> **Directions for this task**:
An exact copy is needed of each line from the one including "Locate every instance of the red flag with" through the last line of the entries, both ends counted, with nothing added.

> **Records provided**:
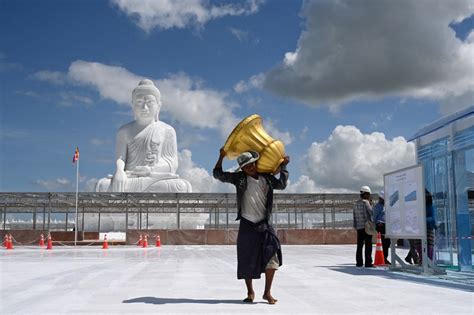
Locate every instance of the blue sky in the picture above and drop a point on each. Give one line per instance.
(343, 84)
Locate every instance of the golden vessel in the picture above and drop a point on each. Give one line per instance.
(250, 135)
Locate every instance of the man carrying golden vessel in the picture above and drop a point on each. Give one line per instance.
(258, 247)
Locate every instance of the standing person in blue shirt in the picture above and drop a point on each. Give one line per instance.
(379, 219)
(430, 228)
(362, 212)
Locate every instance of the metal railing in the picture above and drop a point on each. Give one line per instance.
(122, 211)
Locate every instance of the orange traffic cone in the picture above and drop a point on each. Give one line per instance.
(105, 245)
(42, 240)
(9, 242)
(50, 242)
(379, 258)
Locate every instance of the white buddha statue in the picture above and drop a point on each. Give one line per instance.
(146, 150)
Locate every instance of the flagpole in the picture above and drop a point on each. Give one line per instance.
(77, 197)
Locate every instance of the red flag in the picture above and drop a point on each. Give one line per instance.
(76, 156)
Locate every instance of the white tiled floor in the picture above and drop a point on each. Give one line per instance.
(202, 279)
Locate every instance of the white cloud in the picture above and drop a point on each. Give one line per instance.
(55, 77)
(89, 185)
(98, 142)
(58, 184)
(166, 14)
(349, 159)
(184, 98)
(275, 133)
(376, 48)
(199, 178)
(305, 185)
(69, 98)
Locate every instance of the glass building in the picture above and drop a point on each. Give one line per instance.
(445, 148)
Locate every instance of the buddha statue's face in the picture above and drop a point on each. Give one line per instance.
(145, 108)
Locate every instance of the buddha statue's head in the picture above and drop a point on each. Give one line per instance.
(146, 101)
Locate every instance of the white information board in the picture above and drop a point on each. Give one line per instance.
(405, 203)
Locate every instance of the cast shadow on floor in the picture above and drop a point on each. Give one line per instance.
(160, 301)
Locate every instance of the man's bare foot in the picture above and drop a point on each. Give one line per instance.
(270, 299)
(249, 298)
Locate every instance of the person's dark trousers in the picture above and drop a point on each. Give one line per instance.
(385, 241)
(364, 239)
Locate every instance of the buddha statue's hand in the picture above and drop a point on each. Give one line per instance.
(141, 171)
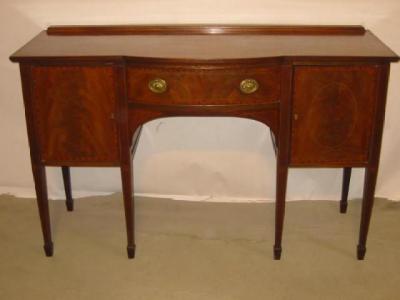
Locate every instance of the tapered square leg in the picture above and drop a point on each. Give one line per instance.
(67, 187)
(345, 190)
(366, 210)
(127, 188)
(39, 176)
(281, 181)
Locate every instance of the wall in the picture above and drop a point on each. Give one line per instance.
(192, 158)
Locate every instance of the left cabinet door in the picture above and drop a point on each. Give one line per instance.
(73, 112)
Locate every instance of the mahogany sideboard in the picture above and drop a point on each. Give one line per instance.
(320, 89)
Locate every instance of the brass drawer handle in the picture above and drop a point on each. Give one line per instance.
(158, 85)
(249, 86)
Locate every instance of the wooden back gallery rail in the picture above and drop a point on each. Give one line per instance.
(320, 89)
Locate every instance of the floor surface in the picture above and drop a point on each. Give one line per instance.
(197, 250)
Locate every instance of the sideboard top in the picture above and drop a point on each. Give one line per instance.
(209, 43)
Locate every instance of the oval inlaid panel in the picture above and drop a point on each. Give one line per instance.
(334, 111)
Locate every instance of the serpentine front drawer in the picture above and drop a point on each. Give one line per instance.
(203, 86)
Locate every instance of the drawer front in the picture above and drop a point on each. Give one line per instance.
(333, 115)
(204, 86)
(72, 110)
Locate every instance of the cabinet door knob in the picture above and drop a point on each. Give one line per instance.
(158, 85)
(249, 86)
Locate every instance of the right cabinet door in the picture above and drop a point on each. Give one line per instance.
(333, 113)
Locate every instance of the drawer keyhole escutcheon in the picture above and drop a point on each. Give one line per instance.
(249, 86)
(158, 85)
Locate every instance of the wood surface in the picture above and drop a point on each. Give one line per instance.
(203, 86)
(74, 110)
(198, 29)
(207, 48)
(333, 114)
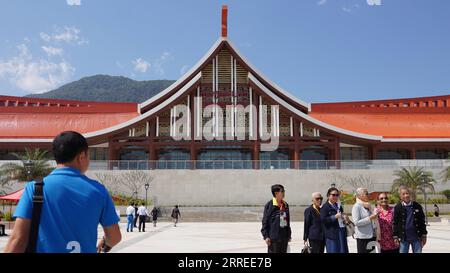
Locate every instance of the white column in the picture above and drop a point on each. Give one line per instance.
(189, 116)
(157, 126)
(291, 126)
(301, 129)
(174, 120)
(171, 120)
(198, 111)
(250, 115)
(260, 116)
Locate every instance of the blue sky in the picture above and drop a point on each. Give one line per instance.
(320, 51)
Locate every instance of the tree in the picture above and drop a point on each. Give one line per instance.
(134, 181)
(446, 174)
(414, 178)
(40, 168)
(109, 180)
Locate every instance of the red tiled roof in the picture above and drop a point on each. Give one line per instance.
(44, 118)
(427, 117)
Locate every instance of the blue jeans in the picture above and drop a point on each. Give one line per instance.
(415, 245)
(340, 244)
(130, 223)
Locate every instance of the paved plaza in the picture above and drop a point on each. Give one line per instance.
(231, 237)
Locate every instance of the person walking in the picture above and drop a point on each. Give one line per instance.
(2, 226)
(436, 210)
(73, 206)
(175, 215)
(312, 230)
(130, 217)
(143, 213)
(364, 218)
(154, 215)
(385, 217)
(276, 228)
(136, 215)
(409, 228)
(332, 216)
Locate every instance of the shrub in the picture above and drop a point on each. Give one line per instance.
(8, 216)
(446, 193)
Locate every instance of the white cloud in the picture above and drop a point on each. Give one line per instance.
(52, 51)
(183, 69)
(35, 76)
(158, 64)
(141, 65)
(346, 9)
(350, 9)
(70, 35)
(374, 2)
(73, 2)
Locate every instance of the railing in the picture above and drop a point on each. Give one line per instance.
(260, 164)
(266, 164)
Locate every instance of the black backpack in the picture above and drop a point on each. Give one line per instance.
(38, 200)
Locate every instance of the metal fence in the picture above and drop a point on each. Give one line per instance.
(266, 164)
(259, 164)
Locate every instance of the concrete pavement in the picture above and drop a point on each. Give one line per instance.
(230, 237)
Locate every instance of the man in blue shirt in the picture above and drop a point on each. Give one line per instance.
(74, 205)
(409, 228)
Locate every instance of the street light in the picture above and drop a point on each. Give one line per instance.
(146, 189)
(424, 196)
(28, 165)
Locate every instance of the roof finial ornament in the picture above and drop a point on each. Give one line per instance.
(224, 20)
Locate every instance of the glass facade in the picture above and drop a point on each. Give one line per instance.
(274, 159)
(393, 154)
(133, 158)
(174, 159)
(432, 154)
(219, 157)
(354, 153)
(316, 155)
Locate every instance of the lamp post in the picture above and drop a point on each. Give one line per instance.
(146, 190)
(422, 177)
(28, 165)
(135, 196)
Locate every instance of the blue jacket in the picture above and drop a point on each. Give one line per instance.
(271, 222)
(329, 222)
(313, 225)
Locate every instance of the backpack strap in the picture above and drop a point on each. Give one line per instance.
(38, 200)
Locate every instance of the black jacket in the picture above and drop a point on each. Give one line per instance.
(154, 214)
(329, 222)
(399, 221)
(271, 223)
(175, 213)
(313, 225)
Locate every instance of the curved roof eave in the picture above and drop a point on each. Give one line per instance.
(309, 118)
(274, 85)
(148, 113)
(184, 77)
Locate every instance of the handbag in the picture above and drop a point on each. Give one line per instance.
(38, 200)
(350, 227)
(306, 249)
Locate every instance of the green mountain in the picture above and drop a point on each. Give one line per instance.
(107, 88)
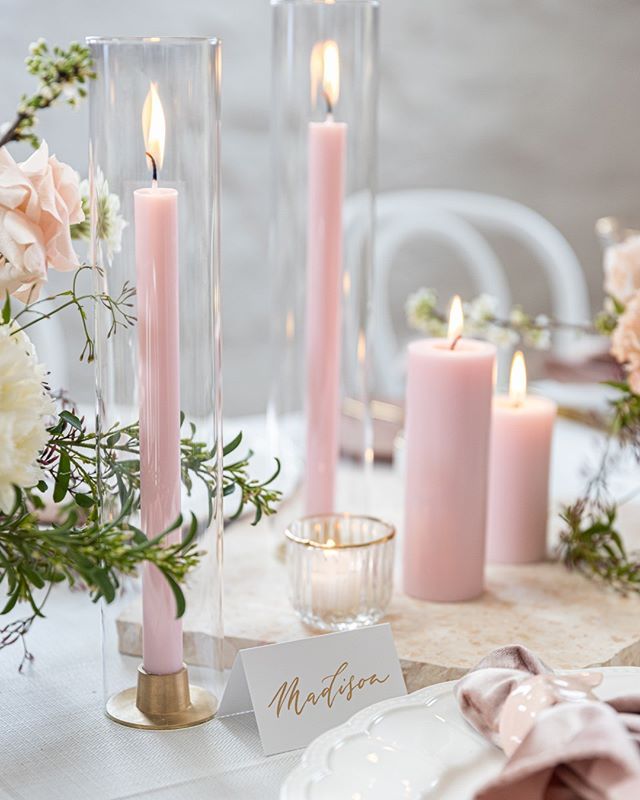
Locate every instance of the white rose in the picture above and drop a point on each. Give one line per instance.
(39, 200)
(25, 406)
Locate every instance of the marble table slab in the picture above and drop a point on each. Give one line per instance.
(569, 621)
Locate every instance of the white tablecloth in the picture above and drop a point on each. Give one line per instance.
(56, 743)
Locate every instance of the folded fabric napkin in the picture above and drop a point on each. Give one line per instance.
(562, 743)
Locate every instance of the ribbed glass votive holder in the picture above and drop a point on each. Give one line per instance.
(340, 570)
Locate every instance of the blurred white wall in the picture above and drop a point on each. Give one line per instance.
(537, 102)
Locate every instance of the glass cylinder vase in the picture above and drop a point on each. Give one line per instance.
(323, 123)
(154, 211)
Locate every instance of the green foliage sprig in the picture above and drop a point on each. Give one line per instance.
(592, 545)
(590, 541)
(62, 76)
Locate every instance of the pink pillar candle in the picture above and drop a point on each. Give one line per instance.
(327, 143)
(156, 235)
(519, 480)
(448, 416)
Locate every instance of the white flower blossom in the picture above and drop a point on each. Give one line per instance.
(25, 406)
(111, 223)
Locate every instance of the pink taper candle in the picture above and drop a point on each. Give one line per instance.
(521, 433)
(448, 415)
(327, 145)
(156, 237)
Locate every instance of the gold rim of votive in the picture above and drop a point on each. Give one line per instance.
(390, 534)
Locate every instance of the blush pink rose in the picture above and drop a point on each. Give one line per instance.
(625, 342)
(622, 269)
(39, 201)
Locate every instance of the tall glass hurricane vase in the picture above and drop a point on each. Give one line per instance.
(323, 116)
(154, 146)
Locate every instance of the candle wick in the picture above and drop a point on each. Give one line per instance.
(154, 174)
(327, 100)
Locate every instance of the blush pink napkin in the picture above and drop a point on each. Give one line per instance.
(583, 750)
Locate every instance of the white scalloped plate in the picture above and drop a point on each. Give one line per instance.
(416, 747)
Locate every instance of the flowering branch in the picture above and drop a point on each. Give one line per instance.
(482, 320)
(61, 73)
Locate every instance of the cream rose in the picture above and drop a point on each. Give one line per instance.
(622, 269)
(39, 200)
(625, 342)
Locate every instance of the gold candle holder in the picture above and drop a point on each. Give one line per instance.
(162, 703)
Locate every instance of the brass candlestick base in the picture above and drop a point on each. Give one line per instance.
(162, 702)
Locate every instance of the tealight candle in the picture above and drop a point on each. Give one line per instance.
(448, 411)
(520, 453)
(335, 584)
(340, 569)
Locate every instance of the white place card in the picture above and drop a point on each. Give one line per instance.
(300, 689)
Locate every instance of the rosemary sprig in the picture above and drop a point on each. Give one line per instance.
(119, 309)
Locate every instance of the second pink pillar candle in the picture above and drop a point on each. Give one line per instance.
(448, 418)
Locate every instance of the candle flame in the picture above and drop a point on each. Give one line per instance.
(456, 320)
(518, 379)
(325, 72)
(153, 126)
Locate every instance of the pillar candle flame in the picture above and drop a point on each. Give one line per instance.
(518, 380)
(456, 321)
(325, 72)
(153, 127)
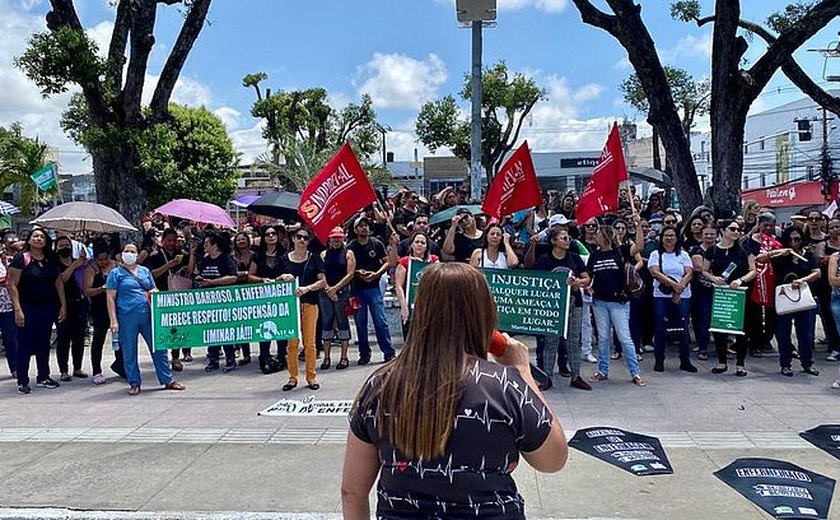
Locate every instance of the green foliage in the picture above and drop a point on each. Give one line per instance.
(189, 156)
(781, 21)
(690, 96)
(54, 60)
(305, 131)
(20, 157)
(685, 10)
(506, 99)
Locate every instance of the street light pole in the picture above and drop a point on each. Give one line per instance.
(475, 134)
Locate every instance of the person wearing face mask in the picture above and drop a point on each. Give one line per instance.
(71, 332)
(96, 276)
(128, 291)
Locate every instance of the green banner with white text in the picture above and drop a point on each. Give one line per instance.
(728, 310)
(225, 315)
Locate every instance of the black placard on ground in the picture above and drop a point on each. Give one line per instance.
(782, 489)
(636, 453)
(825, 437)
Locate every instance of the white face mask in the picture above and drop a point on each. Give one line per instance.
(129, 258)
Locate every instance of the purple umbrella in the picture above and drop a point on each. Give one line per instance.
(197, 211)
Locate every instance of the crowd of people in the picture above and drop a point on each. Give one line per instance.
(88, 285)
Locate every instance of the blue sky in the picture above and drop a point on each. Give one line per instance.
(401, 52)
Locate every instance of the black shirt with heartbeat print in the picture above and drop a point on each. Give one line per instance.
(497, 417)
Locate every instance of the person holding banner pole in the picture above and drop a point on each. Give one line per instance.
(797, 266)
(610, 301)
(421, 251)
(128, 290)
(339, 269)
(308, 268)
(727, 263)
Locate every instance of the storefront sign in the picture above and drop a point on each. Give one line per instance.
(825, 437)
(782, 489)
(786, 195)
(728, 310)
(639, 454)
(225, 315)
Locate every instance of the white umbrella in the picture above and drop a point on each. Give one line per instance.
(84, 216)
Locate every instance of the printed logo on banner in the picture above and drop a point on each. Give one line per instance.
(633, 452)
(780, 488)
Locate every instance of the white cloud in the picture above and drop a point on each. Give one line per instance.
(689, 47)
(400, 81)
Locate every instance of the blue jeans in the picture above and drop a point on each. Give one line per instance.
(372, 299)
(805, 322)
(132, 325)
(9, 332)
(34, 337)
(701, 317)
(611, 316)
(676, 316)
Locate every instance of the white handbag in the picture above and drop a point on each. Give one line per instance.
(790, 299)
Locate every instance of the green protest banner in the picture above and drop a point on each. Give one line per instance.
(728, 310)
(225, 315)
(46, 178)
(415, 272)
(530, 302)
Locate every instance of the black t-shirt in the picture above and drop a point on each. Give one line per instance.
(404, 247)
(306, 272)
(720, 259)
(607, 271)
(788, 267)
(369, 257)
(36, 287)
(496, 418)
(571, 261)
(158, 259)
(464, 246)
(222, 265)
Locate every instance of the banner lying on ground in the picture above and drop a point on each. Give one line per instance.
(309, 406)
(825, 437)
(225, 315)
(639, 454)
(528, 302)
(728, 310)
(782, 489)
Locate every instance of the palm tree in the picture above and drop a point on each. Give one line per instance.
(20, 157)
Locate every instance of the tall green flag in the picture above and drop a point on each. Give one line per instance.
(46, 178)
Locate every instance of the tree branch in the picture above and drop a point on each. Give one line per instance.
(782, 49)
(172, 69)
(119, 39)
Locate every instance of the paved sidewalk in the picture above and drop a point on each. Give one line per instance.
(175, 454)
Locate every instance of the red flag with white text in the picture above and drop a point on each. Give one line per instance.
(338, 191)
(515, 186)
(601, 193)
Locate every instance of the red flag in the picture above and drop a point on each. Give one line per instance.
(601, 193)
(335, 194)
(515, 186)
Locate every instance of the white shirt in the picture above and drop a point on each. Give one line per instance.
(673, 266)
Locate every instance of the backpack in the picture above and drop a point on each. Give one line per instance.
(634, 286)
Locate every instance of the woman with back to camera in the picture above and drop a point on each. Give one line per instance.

> **Response below**:
Locate every instance of the red flag with white text in the picture above and drop a point on each. Give one line per instance.
(338, 191)
(515, 186)
(601, 193)
Locate every instance of the red flag in the picture above and drop a point on each. Give one line per instance.
(601, 193)
(335, 194)
(515, 186)
Locate every instance of the white shirt in the picture above and drop a point on each. Give one line per instance.
(673, 266)
Locate every instance of the backpack in the picture above and drop a point on each. Give one line per instance.
(634, 286)
Locate every instance of the woman with back to camera in the picture above and drop a point on each. Give one line per instance.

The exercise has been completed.